## WORK ORDER
How many lines within the records include the word "above"? Only that number should be given.

▼

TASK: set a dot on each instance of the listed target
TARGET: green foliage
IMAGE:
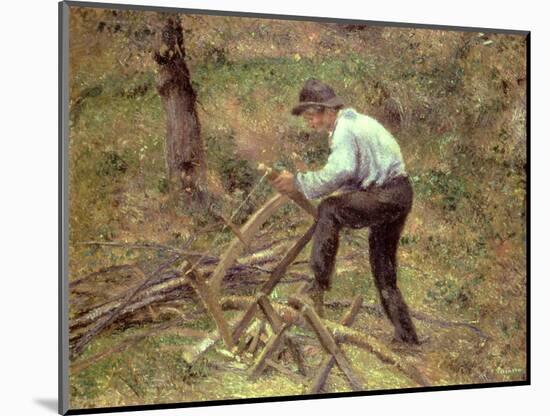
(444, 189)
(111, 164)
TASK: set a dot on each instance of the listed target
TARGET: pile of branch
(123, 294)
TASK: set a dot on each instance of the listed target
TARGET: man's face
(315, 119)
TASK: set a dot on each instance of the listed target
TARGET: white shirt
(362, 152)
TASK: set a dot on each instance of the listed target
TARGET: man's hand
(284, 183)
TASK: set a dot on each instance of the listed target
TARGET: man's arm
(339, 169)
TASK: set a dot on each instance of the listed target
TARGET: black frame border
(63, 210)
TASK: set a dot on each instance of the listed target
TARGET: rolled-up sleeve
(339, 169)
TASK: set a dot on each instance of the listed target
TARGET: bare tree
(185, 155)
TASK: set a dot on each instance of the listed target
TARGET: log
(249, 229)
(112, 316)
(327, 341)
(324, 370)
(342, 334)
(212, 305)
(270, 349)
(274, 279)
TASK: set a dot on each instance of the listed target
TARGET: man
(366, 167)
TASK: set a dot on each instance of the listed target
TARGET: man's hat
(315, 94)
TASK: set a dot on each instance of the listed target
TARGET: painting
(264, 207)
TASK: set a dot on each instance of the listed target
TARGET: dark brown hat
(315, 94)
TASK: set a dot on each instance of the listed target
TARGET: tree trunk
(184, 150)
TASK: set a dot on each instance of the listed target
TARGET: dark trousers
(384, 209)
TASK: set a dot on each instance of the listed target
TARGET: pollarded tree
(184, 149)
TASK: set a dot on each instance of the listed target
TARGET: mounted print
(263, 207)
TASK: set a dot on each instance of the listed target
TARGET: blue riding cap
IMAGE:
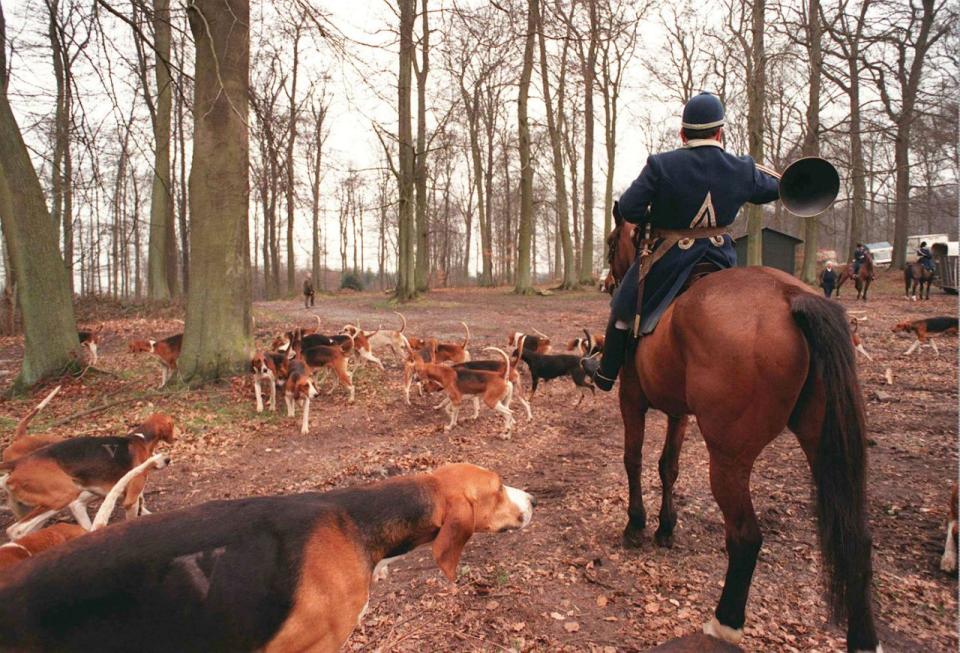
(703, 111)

▲
▼

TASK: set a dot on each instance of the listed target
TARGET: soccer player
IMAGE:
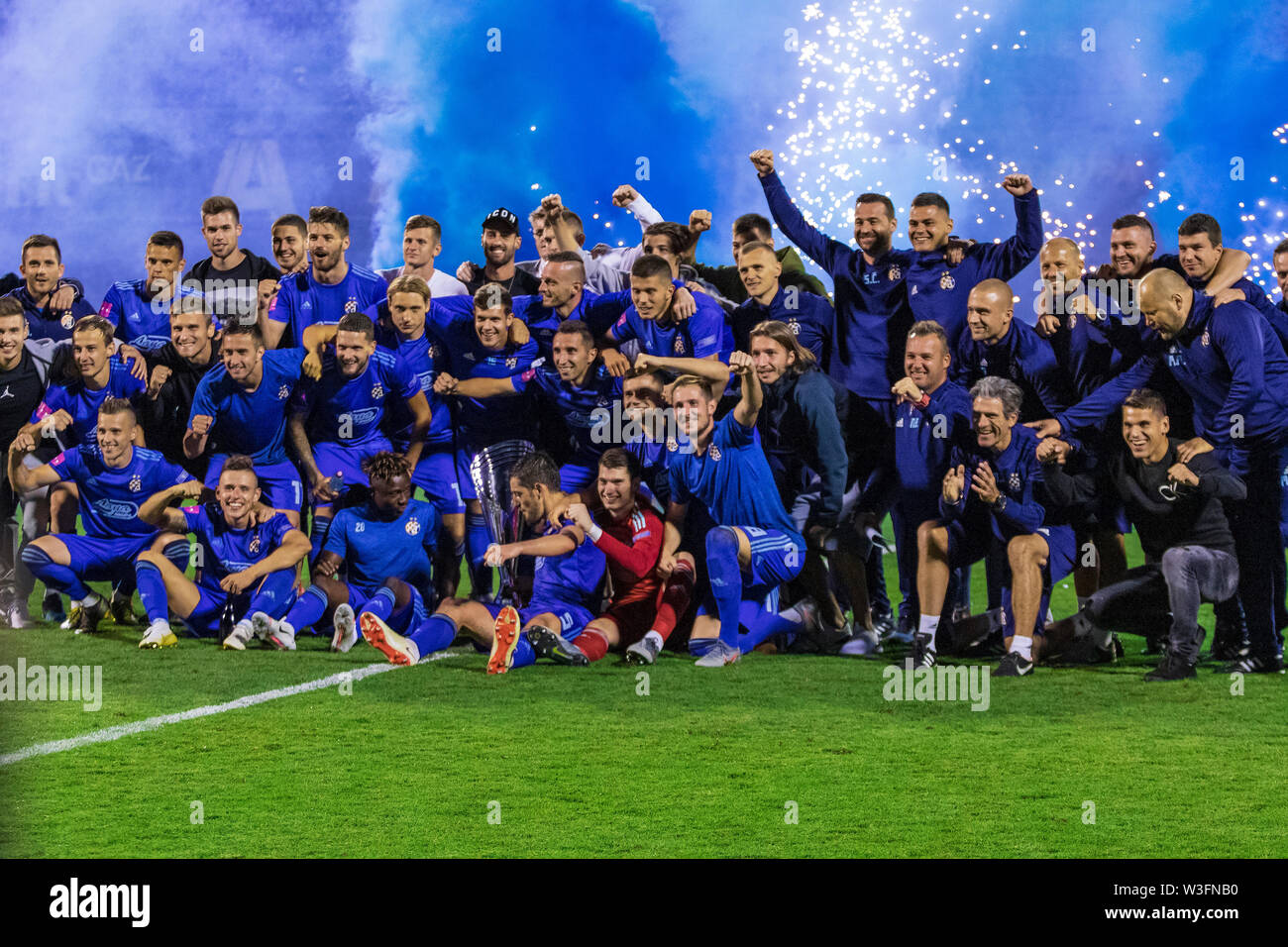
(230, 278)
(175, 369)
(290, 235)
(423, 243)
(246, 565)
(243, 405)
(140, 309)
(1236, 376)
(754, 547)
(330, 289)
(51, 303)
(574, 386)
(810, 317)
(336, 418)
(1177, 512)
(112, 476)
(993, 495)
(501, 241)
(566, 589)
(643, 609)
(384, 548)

▲
▼

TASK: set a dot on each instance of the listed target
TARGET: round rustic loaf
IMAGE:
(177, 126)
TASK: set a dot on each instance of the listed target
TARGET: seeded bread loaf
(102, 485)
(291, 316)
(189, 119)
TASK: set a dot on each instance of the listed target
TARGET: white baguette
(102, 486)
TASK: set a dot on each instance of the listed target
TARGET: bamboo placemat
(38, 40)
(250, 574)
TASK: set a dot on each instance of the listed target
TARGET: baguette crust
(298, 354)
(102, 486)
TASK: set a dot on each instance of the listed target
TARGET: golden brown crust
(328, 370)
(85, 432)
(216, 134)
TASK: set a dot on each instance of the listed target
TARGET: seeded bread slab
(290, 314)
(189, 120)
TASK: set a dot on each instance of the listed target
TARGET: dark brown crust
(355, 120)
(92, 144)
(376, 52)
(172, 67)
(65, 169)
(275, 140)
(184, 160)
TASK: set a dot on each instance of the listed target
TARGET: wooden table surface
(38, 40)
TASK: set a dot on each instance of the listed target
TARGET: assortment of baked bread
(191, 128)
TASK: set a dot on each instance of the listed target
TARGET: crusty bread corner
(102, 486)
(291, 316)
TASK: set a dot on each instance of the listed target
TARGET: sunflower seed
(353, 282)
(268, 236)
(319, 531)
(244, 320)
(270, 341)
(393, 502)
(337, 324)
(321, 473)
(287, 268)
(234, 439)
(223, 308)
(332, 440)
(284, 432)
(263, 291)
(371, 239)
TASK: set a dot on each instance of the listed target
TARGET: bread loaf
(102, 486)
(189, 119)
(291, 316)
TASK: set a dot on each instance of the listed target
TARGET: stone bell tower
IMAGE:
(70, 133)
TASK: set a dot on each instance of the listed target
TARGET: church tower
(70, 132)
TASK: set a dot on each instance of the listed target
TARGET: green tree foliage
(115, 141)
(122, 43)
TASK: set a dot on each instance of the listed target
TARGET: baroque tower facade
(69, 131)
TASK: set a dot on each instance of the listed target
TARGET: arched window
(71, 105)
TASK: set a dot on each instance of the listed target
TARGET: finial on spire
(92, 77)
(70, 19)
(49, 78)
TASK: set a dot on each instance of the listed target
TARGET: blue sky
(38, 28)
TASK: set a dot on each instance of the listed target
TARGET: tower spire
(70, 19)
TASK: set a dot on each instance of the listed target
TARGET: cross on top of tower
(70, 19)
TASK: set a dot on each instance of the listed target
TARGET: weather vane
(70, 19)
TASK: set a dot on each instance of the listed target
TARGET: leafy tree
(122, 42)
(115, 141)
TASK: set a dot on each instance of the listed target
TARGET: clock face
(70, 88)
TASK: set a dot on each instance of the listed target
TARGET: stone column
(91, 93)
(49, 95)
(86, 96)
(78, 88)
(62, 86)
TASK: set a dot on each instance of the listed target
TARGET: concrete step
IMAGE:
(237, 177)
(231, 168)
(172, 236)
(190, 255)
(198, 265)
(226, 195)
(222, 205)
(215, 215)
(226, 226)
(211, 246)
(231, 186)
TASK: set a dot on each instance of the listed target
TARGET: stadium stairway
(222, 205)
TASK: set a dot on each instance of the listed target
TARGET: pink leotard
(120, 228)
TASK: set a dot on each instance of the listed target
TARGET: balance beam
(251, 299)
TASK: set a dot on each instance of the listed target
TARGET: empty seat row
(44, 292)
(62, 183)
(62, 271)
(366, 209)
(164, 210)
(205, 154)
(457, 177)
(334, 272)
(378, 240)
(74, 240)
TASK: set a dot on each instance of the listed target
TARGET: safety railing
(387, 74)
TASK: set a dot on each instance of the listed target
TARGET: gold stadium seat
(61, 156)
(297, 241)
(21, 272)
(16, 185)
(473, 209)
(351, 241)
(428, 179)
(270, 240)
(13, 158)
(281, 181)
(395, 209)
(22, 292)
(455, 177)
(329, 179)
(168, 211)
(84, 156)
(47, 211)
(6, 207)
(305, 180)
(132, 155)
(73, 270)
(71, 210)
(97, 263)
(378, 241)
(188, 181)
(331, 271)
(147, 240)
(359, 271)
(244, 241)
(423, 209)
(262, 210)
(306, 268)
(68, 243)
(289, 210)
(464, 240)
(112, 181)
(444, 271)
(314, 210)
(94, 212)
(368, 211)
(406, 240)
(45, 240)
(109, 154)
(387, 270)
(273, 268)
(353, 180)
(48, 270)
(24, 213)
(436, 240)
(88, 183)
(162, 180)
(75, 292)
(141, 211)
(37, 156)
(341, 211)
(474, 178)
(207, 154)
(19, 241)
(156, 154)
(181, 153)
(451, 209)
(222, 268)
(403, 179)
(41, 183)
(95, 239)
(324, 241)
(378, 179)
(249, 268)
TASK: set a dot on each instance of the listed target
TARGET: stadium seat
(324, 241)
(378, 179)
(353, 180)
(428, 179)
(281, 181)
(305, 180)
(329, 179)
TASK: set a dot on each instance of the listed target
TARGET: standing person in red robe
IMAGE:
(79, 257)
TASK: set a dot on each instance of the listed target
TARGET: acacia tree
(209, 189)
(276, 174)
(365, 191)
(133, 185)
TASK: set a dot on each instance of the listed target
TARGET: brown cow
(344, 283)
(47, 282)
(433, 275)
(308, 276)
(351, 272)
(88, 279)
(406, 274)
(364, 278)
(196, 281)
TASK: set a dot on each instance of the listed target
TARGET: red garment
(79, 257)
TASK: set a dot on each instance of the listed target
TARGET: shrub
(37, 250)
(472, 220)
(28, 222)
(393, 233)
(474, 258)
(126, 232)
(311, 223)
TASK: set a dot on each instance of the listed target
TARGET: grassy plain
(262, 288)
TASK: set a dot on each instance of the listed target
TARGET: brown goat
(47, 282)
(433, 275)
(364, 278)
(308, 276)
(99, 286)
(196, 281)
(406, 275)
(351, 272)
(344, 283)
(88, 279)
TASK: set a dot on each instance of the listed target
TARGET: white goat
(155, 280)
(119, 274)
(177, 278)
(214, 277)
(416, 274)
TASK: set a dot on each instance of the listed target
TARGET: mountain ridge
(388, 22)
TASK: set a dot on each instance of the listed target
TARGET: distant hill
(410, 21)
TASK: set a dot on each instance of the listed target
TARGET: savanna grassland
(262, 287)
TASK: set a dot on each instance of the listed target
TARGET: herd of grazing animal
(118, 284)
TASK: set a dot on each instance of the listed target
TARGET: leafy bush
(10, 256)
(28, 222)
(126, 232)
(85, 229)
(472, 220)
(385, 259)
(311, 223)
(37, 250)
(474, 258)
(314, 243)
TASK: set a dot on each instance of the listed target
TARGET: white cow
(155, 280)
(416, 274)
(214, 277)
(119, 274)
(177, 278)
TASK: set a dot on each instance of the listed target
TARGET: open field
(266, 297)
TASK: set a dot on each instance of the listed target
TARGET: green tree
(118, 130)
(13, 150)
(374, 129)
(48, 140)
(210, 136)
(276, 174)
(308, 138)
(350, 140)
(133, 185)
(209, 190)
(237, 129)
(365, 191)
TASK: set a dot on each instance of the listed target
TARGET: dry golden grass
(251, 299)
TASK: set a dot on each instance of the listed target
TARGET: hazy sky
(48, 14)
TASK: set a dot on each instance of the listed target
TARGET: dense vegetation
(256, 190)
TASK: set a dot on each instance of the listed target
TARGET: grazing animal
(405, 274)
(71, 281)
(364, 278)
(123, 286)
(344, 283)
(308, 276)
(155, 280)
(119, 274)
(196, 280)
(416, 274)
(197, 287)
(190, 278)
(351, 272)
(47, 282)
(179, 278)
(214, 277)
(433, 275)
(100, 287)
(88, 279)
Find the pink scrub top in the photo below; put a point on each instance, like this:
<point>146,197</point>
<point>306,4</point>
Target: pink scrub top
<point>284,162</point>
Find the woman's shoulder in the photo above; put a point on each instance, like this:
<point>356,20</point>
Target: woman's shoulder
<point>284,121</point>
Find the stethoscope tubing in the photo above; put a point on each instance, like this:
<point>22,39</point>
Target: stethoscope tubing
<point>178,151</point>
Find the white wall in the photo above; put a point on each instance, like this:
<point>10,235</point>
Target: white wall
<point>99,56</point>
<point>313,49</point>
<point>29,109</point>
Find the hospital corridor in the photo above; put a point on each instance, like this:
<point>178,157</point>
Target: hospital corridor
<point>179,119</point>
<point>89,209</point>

▲

## TASK OUTPUT
4